Text excerpt:
• Last modified 648 days ago (Sept. 27, 2018)


St. Luke Medical Clinic getting two new physicians

Staff writer

Two new physicians are coming to St. Luke Hospital and clinic.

Family physician Randy Whitely

Family physician Randy Whitely, who operates a clinic in Peabody, will see patients at St. Luke Clinic Tuesday and Thursday.

On Wednesday and Friday, he will continue to see patients at Peabody. Nurse practitioner Karen Larsen will continue to see patients at Peabody on Monday.

Whitely is an already-familiar face at the hospital, where he has treated patients in the emergency room for two years.

“He has great bedside manner and great relationships with patients and staff,” St. Luke CEO Jeremy Ensey said. “Even though he has his practice, he’s very supportive of St. Luke.”

A colonel the Oklahoma Air National Guard, Whitley was deployed to Afghanistan during July.

He and Ensey had talked about St. Luke’s need for another physician in the clinic before Whitely’s deployment.

“He came back from Afghanistan in August and we talked about it more,” Ensey said.

That’s when they reached an agreement for Whitely to work at the clinic.

The transition does mean Whitely will spend fewer weekends in the emergency room.

Whitely has three married children and two grandchildren. His interests include carpentry, photography, and church. He is renovating a house in Marion.

Whitely is certified with the American Board of Family Medicine. He graduated from the University of Kansas medical school in 1993 and Wesley family practice residency in 1996.

The American Association for the History of Medicine awarded Whitely a 1991 William Osler Medal for an unpublished essay on the origins of American nursing homes.

Surgeon Todd Brown

General surgeon Todd Brown will see patients at St. Luke Clinic on Thursdays starting Oct. 18. He will devote a half-day to seeing patients in the office and a half-day performing surgical procedures.

Brown performs endoscopic procedures including colonoscopies and esophageal procedures, along with general surgeries.

He is now working more than 50 consecutive hours per week in Great Bend, but living in Newton.

“I’m tired of driving an hour and a half and not being home at night,” Brown said. “I would say my primary thing in Marion will be colonoscopies to detect colon cancer.”

Records supplied:
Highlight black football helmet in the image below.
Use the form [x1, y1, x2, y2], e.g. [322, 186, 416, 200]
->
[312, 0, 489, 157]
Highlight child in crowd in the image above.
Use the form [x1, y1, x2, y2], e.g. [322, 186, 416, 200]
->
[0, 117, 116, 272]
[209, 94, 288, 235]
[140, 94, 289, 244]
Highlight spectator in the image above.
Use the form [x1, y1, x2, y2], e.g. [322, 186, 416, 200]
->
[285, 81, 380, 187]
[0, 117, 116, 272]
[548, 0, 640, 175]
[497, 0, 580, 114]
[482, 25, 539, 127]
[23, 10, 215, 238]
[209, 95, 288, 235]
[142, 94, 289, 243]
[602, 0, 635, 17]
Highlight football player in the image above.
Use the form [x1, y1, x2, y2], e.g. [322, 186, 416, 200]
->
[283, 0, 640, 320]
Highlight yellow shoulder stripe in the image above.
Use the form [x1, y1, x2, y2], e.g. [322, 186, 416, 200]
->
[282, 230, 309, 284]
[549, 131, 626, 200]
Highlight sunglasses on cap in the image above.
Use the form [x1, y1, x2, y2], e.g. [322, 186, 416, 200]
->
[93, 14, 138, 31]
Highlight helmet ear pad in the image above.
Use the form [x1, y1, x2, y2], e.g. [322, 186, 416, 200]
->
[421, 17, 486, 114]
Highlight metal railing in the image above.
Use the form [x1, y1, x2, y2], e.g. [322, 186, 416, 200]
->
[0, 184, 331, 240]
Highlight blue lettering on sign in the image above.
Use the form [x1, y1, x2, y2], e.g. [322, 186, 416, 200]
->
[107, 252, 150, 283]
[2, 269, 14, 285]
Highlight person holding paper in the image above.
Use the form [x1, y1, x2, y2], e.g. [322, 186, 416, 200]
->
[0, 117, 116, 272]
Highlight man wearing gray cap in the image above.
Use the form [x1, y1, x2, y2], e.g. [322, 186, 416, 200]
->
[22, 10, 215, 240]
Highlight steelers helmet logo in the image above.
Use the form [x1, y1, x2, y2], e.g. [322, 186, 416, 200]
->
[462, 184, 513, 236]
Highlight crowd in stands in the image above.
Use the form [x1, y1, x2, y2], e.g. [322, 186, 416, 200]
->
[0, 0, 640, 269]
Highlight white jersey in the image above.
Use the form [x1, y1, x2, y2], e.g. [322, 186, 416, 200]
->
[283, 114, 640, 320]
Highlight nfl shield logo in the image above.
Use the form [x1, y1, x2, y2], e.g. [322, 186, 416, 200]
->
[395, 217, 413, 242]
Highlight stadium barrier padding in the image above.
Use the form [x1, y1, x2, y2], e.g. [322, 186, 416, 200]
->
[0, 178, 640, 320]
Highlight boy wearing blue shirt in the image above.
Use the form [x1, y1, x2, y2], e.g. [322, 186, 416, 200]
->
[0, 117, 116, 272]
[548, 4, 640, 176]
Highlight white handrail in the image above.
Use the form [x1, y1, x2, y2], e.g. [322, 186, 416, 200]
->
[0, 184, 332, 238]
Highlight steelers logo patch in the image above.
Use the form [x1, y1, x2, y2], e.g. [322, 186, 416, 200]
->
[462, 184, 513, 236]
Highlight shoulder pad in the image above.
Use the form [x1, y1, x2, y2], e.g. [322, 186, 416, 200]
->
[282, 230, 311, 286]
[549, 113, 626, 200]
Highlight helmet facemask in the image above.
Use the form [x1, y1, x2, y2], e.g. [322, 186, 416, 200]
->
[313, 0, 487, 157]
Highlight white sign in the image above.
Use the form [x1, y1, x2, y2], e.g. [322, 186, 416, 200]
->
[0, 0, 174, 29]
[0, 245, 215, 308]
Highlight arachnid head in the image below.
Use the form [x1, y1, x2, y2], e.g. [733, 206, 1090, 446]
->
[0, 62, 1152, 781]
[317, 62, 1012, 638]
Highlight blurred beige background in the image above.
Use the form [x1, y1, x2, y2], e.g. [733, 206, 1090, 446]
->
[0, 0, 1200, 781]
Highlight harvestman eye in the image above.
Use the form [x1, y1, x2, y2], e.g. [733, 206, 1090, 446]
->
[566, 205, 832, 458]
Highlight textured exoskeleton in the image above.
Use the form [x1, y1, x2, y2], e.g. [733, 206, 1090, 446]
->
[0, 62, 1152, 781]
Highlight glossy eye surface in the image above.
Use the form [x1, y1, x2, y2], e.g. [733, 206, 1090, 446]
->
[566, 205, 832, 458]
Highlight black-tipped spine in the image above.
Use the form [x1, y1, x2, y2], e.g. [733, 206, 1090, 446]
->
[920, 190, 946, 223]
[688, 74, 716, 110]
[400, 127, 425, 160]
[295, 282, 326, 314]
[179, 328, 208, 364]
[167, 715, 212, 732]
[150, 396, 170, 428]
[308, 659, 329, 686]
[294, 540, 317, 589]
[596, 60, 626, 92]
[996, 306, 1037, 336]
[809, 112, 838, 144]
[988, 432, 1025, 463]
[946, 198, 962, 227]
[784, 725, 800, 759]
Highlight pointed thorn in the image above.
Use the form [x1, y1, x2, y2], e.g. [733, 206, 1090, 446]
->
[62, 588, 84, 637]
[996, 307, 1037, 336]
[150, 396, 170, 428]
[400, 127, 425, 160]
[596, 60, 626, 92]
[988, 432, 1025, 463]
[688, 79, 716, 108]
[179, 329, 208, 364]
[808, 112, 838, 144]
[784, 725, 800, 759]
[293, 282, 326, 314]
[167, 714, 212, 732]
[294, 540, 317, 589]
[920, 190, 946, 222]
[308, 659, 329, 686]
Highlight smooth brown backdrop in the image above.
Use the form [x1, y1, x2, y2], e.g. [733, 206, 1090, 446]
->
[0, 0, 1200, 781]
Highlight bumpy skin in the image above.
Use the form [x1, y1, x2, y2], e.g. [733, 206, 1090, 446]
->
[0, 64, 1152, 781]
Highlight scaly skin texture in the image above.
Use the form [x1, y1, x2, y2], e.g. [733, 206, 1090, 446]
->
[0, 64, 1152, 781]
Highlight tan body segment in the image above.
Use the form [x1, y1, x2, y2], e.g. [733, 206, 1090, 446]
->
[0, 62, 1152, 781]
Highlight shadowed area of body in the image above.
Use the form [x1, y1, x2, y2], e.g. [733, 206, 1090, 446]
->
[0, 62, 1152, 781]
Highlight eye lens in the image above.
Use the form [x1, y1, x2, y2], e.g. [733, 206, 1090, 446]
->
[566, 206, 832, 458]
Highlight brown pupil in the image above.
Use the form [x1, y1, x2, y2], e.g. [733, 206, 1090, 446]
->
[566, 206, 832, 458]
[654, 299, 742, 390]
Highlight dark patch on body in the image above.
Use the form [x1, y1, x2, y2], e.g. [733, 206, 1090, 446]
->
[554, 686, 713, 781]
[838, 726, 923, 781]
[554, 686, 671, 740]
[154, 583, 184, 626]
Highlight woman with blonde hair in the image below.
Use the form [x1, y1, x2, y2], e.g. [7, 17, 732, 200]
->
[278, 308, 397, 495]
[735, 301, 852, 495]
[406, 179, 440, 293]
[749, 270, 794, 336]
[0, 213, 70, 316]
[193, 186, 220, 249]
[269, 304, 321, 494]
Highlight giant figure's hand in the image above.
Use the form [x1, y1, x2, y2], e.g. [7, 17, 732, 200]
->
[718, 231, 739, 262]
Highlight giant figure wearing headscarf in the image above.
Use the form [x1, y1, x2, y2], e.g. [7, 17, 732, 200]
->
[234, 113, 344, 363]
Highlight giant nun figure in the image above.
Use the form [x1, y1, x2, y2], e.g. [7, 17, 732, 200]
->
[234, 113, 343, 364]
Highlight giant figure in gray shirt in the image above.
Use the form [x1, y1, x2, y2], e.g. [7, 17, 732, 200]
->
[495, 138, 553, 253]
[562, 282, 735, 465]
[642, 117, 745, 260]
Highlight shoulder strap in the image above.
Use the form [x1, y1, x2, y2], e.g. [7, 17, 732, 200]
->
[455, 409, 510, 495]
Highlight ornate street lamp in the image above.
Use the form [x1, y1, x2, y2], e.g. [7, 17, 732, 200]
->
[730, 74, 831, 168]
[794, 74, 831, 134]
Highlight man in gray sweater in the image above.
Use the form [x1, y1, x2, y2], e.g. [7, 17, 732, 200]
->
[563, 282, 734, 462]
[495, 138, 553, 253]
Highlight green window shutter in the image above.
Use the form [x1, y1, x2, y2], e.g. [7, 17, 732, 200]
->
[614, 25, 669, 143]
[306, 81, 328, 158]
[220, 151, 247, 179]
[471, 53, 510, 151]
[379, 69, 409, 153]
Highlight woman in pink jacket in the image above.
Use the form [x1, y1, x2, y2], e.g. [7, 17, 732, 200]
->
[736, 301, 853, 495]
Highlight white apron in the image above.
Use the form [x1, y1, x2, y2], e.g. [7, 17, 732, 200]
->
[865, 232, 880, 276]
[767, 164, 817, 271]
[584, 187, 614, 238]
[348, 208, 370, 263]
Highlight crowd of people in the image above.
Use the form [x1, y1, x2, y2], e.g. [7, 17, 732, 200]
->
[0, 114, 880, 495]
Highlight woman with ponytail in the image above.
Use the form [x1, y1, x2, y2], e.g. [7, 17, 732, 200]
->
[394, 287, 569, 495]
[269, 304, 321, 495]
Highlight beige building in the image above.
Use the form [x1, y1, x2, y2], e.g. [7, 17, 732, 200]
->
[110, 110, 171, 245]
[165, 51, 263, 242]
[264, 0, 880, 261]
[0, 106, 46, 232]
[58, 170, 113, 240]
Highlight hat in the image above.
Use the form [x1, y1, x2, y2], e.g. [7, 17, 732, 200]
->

Task requirements:
- 1) Print the part of the St. Luke physicians article between "The American Association" and "performing surgical procedures.", inclusive.
- 2) Write what comes next in the St. Luke physicians article, starting after its final sentence.
The rows are unrelated to the St. Luke physicians article.

Solved problems:
- 1)
The American Association for the History of Medicine awarded Whitely a 1991 William Osler Medal for an unpublished essay on the origins of American nursing homes.

Surgeon Todd Brown

General surgeon Todd Brown will see patients at St. Luke Clinic on Thursdays starting Oct. 18. He will devote a half-day to seeing patients in the office and a half-day performing surgical procedures.

- 2)
Brown said he is talking with other small hospitals in the region to work out agreements with them as well.

Brown will fit well in the rural community because of his background.

“I’m just a farm boy who does surgeries,” Brown said. “I understand the small-town life, and I like it. I like fishing, hunting, taking care of cows, all that stuff.”

His work will expand availability of surgical services, which have become too much for surgeon Clayton Fetsch to handle in the one day per week he works in Marion.

“Being able to add another day means not having to have patients wait as long,” Ensey said.

Brown was born in Omaha and raised in Hutchinson.

A childhood love of the outdoors and summers on his grandfather’s farm near Lyons inspired his interest in biology. He majored in biology at Pittsburg State University. Brown’s interest in molecular genetics opened the door for a research fellowship at Cold Spring Harbor Laboratory in New York. The laboratory is run by James Watson, who along with Francis Crick discovered DNA.

Brown graduated University of Kansas medical school in 1990, then spent five years in surgical residency training.

During his training, he developed a special interest in laparoscopic surgery and took additional training at Ethicon Institute in Cincinnati, Ohio.

During his residency, Brown was awarded the Olive Ann Beech award for excellence in surgery.

“That’s an award given annually,” Brown said. “The teaching staff, all the surgeons on the teaching panel, take a vote.”

He finished his training at the University of Kansas School of Medicine-Wichita in 1995.

Brown is a diplomate of the American Board of Surgery and a fellow of the American College of Surgeons.

“I’m excited to be able to expand our services,” Ensey said.